━━ Kutipan Dokumen

مُخۡتَلِفًا أُكُلُهُۥ

“Yang bermacam-macam buahnya.”

(a) Maksudnya “bermacam-macam rasanya”. Adapun kata (أُكُلُهُ) artinya adalah segala sesuatu yang dimakan, tetapi maksudnya di sini adalah buah kurma dan biji-bijian.

Berkata al-Qurthubi, “Disebutkan di sini (أُكُلُهُ) “rasanya” bukan (أُكُلُهُمَا) “rasa keduanya”. Karena menyebut salah satunya dianggap telah cukup mewakili keduanya.

(a.1) Ini seperti firman Allah,

وَإِذَا رَأَوۡاْ تِجَٰرَةً أَوۡ لَهۡوًا ٱنفَضُّوٓاْ إِلَيۡهَا وَتَرَكُوكَ قَآئِمٗاۚ

“Dan apabila mereka melihat perniagaan atau permainan, mereka bubar untuk menuju kepadanya dan mereka tinggalkan kamu sedang berdiri (berkhotbah).” (Qs. al-Jumu’ah: 11)

Maksud (إِلَيۡهَا) di sini adalah perniagaan dan permainan. Hanya disebut salah satunya karena dianggap sudah mewakili keduanya.

(a.2) Ini juga mirip dengan firman Allah,

وَٱللَّهُ وَرَسُولُهُۥٓ أَحَقُّ أَن يُرۡضُوهُ

“Sedangkan Allah dan Rasul-Nya itulah yang lebih patut mereka cari keridhaannya.” (Qs. at-Taubah: 62)

Maksud kata (يُرۡضُوهُ) di sini adalah keridhaan Allah dan Rasul-Nya. Disebut salah satunya karena dianggap sudah mewakili keduanya.

(b) Kata (مُخۡتَلِفًا) di sini di-nashab-kan karena memiliki arti keadaan, yaitu bahwa pohon kurma dan biji-bijian tersebut diciptakan dalam keadaan yang berbeda-beda rasanya.

(4) Firman-Nya,

وَٱلزَّيۡتُونَ وَٱلرُّمَّانَ مُتَشَٰبِهٗا وَغَيۡرَ مُتَشَٰبِهٖۚ

“Dan zaitun dan delima yang serupa (bentuk dan warnanya) dan tidak sama (rasanya).”

━━━━
━━ Data Latihan

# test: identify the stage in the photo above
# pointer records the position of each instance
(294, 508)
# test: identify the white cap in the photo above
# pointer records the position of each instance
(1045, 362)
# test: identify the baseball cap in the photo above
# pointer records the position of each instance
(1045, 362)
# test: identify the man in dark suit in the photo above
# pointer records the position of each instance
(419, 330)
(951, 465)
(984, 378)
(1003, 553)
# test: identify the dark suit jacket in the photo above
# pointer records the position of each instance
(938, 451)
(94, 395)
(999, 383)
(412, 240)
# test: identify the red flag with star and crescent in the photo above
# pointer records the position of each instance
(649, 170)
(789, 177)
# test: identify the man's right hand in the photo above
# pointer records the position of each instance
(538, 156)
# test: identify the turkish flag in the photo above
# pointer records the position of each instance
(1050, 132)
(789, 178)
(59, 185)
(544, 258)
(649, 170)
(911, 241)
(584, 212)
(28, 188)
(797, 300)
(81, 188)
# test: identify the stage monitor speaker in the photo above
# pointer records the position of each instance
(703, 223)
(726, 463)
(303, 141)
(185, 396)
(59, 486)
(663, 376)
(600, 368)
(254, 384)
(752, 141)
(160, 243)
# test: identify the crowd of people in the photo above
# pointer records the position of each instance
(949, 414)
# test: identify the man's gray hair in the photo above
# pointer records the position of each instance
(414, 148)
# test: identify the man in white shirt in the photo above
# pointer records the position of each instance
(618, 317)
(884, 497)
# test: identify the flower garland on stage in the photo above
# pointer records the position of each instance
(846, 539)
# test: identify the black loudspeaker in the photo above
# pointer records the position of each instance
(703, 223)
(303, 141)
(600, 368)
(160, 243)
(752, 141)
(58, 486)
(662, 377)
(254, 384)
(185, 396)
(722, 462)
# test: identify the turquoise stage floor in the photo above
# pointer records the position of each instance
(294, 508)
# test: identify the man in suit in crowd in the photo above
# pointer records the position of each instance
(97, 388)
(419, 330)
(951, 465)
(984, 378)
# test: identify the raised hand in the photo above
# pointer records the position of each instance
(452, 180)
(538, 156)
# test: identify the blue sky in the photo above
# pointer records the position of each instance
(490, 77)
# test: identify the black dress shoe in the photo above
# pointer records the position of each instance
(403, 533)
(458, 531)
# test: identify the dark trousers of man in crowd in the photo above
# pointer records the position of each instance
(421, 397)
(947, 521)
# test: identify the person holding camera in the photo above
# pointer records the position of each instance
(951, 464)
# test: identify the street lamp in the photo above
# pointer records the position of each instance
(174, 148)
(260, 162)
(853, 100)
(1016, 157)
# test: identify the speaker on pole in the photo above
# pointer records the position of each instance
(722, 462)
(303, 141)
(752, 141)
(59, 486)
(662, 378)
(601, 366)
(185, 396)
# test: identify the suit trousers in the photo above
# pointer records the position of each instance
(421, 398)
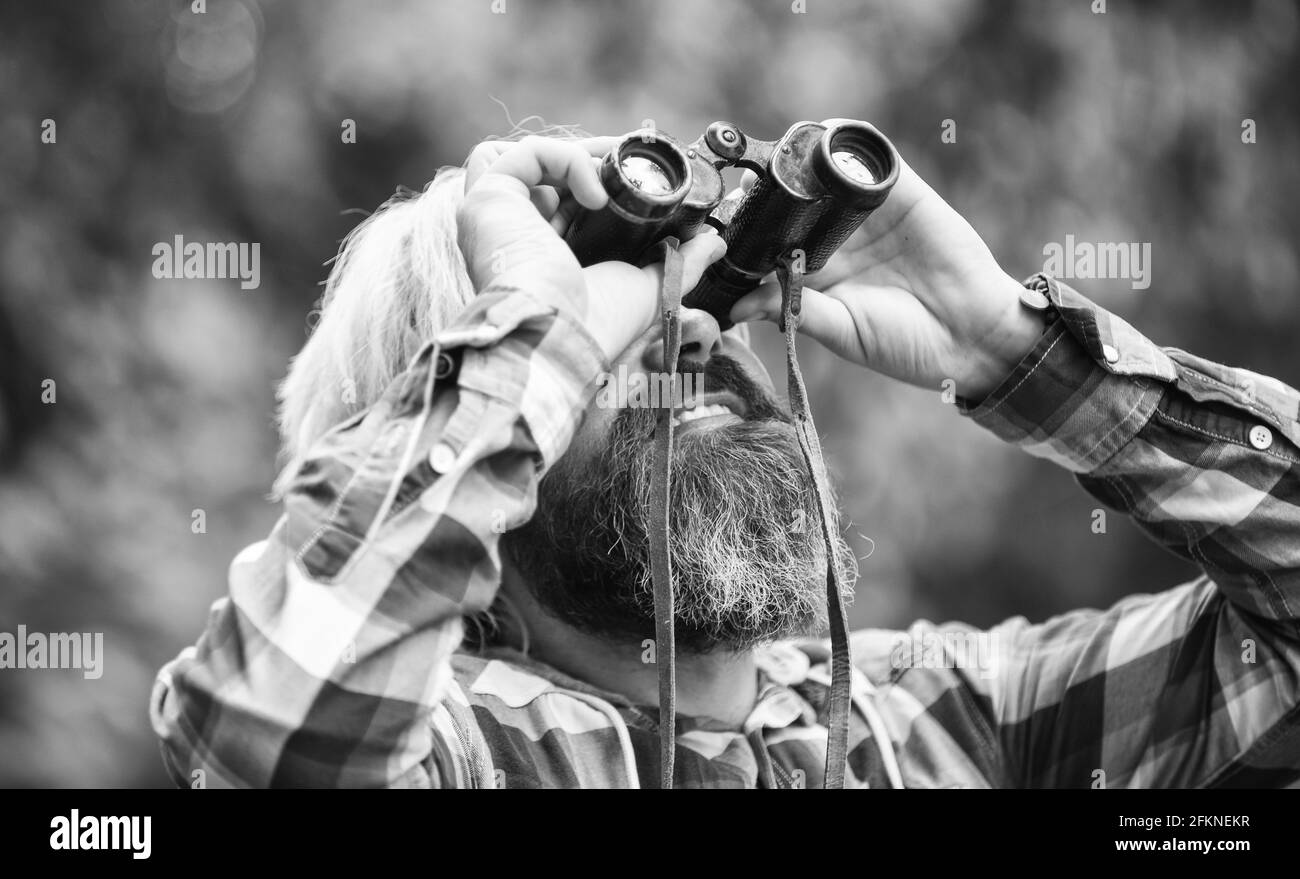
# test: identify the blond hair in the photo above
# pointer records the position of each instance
(397, 281)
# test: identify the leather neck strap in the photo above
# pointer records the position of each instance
(661, 557)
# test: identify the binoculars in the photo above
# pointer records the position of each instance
(815, 186)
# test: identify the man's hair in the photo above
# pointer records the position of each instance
(398, 280)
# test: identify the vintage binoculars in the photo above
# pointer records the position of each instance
(815, 186)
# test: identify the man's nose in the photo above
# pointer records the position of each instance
(700, 341)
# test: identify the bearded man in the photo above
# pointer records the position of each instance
(458, 592)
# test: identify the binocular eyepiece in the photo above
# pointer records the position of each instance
(815, 186)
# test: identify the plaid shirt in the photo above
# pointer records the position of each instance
(334, 659)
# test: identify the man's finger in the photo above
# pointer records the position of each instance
(820, 316)
(563, 164)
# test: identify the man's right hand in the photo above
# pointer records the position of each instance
(519, 200)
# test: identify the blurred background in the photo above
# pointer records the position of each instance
(1123, 126)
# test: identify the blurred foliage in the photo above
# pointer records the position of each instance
(225, 126)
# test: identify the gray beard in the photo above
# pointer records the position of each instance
(748, 555)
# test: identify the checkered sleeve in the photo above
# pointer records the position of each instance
(323, 663)
(1195, 685)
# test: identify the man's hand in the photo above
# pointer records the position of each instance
(914, 294)
(519, 202)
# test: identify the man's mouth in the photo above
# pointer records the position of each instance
(710, 410)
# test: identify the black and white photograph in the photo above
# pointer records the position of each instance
(538, 394)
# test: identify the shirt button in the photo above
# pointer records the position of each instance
(442, 458)
(1035, 299)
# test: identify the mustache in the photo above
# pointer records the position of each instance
(720, 373)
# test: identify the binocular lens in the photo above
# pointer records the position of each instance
(853, 167)
(648, 176)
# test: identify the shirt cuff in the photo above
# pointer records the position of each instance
(1086, 389)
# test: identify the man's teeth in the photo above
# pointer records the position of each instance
(701, 412)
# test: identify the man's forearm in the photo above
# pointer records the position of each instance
(1203, 457)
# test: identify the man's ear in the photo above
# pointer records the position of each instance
(740, 332)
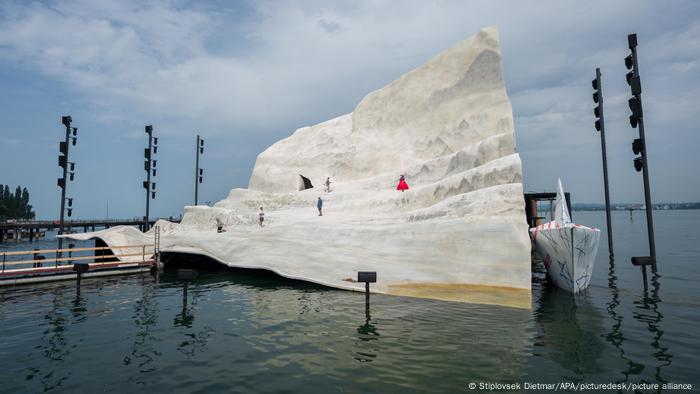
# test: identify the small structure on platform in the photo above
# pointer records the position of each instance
(532, 212)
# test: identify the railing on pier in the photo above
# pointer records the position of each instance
(146, 253)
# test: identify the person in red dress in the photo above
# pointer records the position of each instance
(402, 184)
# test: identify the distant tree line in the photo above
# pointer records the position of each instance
(15, 205)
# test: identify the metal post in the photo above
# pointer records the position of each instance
(367, 297)
(605, 162)
(67, 123)
(645, 169)
(196, 174)
(149, 131)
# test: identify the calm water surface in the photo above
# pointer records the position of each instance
(243, 331)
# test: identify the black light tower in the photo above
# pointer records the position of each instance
(62, 182)
(198, 172)
(639, 148)
(149, 165)
(600, 126)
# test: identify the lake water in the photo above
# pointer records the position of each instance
(248, 331)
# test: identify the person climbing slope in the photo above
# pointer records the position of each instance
(402, 184)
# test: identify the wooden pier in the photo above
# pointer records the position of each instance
(17, 230)
(39, 268)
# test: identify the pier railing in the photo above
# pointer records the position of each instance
(145, 252)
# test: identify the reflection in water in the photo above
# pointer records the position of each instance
(193, 342)
(145, 317)
(616, 336)
(570, 326)
(648, 312)
(186, 317)
(366, 333)
(55, 348)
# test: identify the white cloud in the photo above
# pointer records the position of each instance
(274, 66)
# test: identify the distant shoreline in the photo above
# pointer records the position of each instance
(637, 207)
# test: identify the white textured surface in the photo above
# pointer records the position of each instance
(447, 126)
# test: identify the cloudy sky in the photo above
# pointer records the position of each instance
(245, 74)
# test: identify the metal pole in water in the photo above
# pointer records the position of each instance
(600, 126)
(639, 145)
(367, 277)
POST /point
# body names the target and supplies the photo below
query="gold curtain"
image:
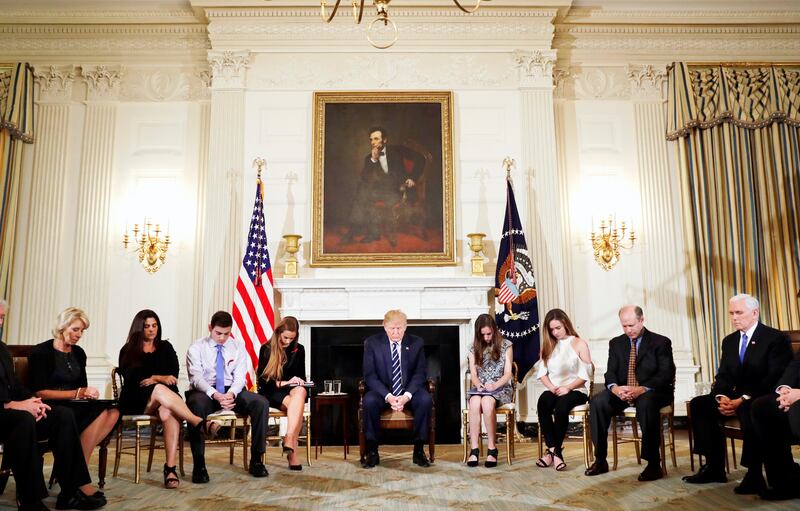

━━━━

● **Soal Latihan**
- a) Kutip bagian kutipan tafsir ayat itu di antara "Maksud (إِلَيۡهَا) di" dan "(Qs. at-Taubah: 62)", termasuk kedua ujungnya.
- b) Susun baris-baris entri di antara baris yang memuat "# test: identify the gray" dan baris yang memuat "(1086, 389)", termasuk kedua baris itu, menjadi tabel Markdown dengan kolom Nomor dan Baris. Baris kosong tidak usah dimasukkan.

● **Kunci Jawaban**
- a)
Maksud (إِلَيۡهَا) di sini adalah perniagaan dan permainan. Hanya disebut salah satunya karena dianggap sudah mewakili keduanya.

(a.2) Ini juga mirip dengan firman Allah,

وَٱللَّهُ وَرَسُولُهُۥٓ أَحَقُّ أَن يُرۡضُوهُ

“Sedangkan Allah dan Rasul-Nya itulah yang lebih patut mereka cari keridhaannya.” (Qs. at-Taubah: 62)

- b)
| Nomor | Baris |
|---|---|
| 1 | # test: identify the gray beard in the photo above |
| 2 | # pointer records the position of each instance |
| 3 | (748, 555) |
| 4 | # test: identify the checkered sleeve in the photo above |
| 5 | # pointer records the position of each instance |
| 6 | (323, 663) |
| 7 | (1195, 685) |
| 8 | # test: identify the man's hand in the photo above |
| 9 | # pointer records the position of each instance |
| 10 | (914, 294) |
| 11 | (519, 202) |
| 12 | # test: identify the man's mouth in the photo above |
| 13 | # pointer records the position of each instance |
| 14 | (710, 410) |
| 15 | # test: identify the black and white photograph in the photo above |
| 16 | # pointer records the position of each instance |
| 17 | (538, 394) |
| 18 | # test: identify the shirt button in the photo above |
| 19 | # pointer records the position of each instance |
| 20 | (442, 458) |
| 21 | (1035, 299) |
| 22 | # test: identify the mustache in the photo above |
| 23 | # pointer records the position of each instance |
| 24 | (720, 373) |
| 25 | # test: identify the binocular lens in the photo above |
| 26 | # pointer records the position of each instance |
| 27 | (853, 167) |
| 28 | (648, 176) |
| 29 | # test: identify the shirt cuff in the photo above |
| 30 | # pointer records the position of each instance |
| 31 | (1086, 389) |